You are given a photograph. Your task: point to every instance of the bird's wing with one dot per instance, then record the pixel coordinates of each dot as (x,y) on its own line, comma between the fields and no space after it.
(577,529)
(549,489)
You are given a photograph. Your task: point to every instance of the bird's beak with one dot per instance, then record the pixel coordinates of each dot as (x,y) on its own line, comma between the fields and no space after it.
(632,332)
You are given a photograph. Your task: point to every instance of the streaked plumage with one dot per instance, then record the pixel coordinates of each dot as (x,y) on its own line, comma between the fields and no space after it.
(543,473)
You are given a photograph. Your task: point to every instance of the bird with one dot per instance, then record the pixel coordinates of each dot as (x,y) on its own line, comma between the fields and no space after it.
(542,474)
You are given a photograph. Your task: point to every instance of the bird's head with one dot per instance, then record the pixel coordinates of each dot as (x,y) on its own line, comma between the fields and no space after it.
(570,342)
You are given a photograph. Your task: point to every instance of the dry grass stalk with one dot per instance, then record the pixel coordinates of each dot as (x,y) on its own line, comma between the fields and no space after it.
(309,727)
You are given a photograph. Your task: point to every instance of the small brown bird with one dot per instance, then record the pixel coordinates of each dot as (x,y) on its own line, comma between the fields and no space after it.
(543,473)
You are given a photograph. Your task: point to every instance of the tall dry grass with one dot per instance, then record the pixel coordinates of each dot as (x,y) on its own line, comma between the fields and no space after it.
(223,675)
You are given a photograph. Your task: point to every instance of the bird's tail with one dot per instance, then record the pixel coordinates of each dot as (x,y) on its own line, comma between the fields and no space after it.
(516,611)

■ PROBLEM STATEMENT:
Give back exactly the lines from the one that contains "the bird's tail" to the end of the material, both ends kept, and no other line.

■ RESULT FOR THIS TASK:
You are given a photograph. Your task: point to every instance of the bird's tail with one dot per instance, then record the pixel coordinates of each dot as (x,y) on its own line, comma between the fields and no space after it.
(516,611)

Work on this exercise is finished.